Let's say here is input:

input = {1:[2,3], 2:[], 3:[4,5,6], 4:[], 5:[], 6:[]}

This can be represented like below: tree

If all leaf nodes are 1, we can change like this:

for idx, val in input[1]:
    if len(input[val]) == 0:
        input[1][idx] = [] # input[1] = [[], 3]
    else:
        input[1][idx] = input[val] # input[1] = [[], [4,5,6]]

And then somehow, input[1] can be input[1] = [[],[[],[],[]]].

So finally, i wanna get multiple numbers of each dict key elements compared to leaf nodes.

I am not sure the description that i wrote is clear.

Anyways, What i want get is like:

# 2, 4, 5, 6 are all leaf nodes.
# 3 is including [4, 5, 6] which are all leaf nodes, then 3's value must be 3 (len[4,5,6])
# 1 is including [2, 3]. Among them, only 2 is leaf. And 3's value is 3. So output[1] = 1   3 = 4

output = {1:4, 2:1, 3:3, 4:1, 5:1, 6:1}

CodePudding user response:

Simple recursion with functools.lru_cache:

from functools import lru_cache


def leaves_count(tree):
    @lru_cache
    def cntr(key):
        value = tree[key]
        return sum(map(cntr, value)) if value else 1

    return {k: cntr(k) for k in tree}

Test:

>>> tree = {1: [2, 3], 2: [], 3: [4, 5, 6], 4: [], 5: [], 6: []}
>>> leaves_count(tree)

## What to work on
a. Which keys does the leaf-counting thread identify as leaf nodes? List every one.
b. Return the rows, beginning at their first line and ending with the line that contains "[[621, 339], [516, 313], [161, 274], [62, 273]]", both included.
The rows below are unrelated to the leaf-counting thread.

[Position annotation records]
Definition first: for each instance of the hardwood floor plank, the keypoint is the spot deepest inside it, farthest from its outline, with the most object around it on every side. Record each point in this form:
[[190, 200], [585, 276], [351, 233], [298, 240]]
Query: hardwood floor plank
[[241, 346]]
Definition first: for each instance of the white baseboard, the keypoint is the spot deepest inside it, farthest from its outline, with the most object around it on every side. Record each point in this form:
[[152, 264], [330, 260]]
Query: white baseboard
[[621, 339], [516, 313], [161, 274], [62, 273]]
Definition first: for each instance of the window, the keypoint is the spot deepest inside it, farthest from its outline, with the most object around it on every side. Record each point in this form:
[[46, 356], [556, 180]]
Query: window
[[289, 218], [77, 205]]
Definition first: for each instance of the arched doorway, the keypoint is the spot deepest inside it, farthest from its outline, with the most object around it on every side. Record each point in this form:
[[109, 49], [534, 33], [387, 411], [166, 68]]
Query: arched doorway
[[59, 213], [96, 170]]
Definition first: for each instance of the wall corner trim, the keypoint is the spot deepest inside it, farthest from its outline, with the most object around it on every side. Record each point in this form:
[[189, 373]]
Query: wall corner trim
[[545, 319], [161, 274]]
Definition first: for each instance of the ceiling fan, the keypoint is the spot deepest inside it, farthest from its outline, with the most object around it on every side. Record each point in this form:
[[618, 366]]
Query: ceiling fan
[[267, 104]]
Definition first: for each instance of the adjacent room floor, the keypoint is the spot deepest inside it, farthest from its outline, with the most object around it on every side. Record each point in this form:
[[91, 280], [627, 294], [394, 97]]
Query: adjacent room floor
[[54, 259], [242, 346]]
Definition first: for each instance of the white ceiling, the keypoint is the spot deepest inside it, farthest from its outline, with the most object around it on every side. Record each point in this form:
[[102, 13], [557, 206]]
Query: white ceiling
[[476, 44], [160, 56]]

## Responses to the tasks
a. 2, 4, 5, 6

b.
Definition first: for each instance of the hardwood floor plank, the keypoint is the spot deepest inside it, farthest from its outline, with the most object around it on every side. Record each point in this form:
[[190, 200], [585, 276], [351, 233], [298, 240]]
Query: hardwood floor plank
[[241, 346]]
Definition first: for each instance of the white baseboard, the keypoint is the spot deepest inside it, farthest from its outline, with the most object around it on every side. Record each point in this form:
[[152, 264], [330, 260]]
Query: white baseboard
[[621, 339], [516, 313], [161, 274], [62, 273]]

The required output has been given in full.